--- SUPPLIED TEXT Enclosed Below ---

NEW TEXT-Commands for the SPR.

Started by Theo Gottwald, October 18, 2020, 09:00:25 AM

Previous topic - Next topic

0 Members and 1 Guest are viewing this topic.

Theo Gottwald

Sometimes its all about processing LOG-Files. Or other Text-Files. Maybe large files with a Million lines. Maybe searching something or maybe comparing many files.

How it was before:
Originally you would simply have used the LFF. (Line from File) Command
LFF.(Linenumber|(Variable for Result)
and just get  "Line by Line" from any Textfile.

However internally the LFF. - Command will read the Textfile until it comes to the Line you have specified and then get this line for you.
Means if you want to read Line 500 the LFF. would read All Lines up to 500 and then give the Line 500 to you.
Going through a file like this works fine until the file-size exceeds some 100 Lines.
Then it will just get too slow. Because, before you reach Line 1000 internally the Robot has read nearly a Million Lines from the harddisk (Buffers).
Thats because the LFF.-Command  was designed for getting Single Lines, not going through a file.

Also there is the FEL.-Command. FOR EACH LINE. This was designed for "Going through a file".
It will hand you out "Line by Line" from any file.

--- End of Enclosed SUPPLIED TEXT ---

- ACTIVITY 1:
In the forum post on SPR text commands, recast the paragraph beginning "However internally the LFF. - Command" as a short bulleted list that keeps its main facts.
- ACTIVITY 2:
List the activities that the opening paragraph of the SPR text-command post names as possible work with text files.
- ACTIVITY 3:
Carry on the forum post about SPR text commands from its final sentence, continuing its discussion of the FEL. command.
The records that come next are separate material, unrelated to the forum post.

--- RECORDS SUPPLIED Enclosed Below ---

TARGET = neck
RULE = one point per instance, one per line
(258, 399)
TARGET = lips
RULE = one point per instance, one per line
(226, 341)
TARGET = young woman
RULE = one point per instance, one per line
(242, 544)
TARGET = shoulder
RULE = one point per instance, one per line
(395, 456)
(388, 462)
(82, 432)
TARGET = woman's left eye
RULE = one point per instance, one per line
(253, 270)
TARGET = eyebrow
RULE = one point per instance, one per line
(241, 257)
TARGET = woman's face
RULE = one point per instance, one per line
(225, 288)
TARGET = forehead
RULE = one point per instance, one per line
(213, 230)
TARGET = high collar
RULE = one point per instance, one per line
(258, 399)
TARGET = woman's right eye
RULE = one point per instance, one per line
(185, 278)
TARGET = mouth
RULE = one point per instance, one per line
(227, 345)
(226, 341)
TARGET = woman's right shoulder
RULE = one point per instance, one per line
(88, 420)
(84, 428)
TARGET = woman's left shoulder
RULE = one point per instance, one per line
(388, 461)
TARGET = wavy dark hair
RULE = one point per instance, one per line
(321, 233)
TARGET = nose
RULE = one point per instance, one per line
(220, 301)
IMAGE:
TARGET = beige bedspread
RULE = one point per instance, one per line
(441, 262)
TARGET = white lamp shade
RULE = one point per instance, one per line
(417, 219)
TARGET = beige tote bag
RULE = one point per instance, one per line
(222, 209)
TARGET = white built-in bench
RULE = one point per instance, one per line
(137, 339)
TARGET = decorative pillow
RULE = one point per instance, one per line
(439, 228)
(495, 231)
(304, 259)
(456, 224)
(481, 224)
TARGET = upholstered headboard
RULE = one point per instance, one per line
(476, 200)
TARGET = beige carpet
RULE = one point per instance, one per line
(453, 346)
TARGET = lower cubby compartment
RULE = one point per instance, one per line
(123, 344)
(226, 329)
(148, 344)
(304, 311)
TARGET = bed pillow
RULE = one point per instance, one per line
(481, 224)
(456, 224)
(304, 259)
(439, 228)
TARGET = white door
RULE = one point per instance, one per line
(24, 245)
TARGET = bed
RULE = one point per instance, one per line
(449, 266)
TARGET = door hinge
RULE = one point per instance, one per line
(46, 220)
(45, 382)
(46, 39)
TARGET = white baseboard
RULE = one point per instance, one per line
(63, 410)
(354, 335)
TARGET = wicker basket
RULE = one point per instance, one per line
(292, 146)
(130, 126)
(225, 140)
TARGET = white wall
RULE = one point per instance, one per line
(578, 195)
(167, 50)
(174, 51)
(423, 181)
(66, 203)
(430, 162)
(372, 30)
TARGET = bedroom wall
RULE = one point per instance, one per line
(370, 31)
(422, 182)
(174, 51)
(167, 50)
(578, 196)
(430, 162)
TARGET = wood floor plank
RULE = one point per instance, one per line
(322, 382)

--- End of Enclosed RECORDS SUPPLIED ---

- RESULT 1:
- The LFF. command reads a text file from the start until it reaches the requested line, then returns that line.
- To get line 500, it reads all lines up to 500.
- Stepping through a file this way works until the file grows past about 100 lines, and then it becomes too slow.
- By the time line 1000 is reached, the robot has read nearly a million lines from the hard disk (buffers).
- LFF. was designed to fetch single lines, not to go through a file.

- RESULT 2:
- Processing log files or other text files
- Searching something
- Comparing many files

- RESULT 3:
However if you want to skip between Lines in the Textfile, you can not use it and you are back to LFF.

SO here we had a gap and this is now filled with the new TXT./LOF./LFT.commands.

First there are LOF. (Load Text File)  and LFT. (Line from Text-File).
These two commands serve for that purpose. They work "in memory".
The textfile is "loaded into Memory" and LFT. will give you any line from there.
So no harddisk involved. Maximum speed. No measurable difference wether you get Line 10 or Line 100000.

Generally here you will Load the Textfile with LOF. directly into Memory.
And then with LFT. you will get each Line "by number" directly "from memory" so this is maximum speed.
Processing Text Files in this way, the Script can handle several thousand Lines per second.
I have tested that with an Python Identation checker that was done with the SPR.
It processed 6000 Codelines in 4 seconds, correcting any Identation errors.

This command can store up to 1287 different files, which you reference with a number (from 1 to 128)
so you can compare the content of these files with Line-based Algorhytms.

This command can be used together with the LOF. - command to process Text files faster.
It has two Working-Modes:

1. Get Line from File
LFT. with a number from 1 to (Number of Lines), will return the Line with that number in $$RET:
LFT.$$IND|$$NUM|$RET

2. Get number of Lines in File
LFT. with a number -1, will return the number of stored Lines from that file with that Index-Number.
LFT.$$IND|-1|$$RET

If you call LFT. with a Number larger then the number of Lines in that File, the returned Variable will be empty.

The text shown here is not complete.